- _Task inputs_
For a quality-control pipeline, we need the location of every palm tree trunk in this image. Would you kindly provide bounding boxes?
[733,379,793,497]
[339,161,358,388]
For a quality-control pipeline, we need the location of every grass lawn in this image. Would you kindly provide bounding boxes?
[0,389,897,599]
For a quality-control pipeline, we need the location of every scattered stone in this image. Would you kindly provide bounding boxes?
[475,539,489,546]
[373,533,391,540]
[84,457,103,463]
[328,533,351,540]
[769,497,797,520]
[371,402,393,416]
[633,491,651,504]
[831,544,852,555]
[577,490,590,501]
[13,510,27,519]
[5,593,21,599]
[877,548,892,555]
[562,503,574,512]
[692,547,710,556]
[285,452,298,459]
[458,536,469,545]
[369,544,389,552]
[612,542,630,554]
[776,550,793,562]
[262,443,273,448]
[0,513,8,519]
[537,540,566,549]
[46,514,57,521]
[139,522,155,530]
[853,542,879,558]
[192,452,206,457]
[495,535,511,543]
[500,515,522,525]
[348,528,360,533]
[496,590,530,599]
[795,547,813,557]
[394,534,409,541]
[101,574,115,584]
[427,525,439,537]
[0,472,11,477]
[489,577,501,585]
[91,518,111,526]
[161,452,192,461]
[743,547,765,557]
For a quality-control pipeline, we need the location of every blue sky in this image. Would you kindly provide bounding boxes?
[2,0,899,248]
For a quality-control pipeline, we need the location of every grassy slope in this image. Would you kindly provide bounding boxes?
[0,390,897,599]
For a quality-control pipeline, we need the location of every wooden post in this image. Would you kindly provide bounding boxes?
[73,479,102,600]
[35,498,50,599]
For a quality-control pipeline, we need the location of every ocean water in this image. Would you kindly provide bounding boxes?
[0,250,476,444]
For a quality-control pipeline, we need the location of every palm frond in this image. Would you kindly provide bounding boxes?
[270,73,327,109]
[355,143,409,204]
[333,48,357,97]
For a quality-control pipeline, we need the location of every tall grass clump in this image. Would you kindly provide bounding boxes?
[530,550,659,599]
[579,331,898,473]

- _What the task asks_
All that is wanted is the set of lines from the one with "of every ocean" through the last line of the entries, both included, output exactly.

- _Your response_
For a quality-control pipeline, we need the location of every ocean water in this image. Would you kindly provide bounding boxes?
[0,250,476,444]
For a quality-control pipeline, we need the location of every palm frond in this image. Would you kindly provide bounding boxes?
[270,73,327,109]
[355,143,409,204]
[333,48,357,97]
For a quality-control pipeline, we need the location of every tall grass clump in this image. Would you kindly provide bounding boxes?
[530,550,659,599]
[579,331,898,473]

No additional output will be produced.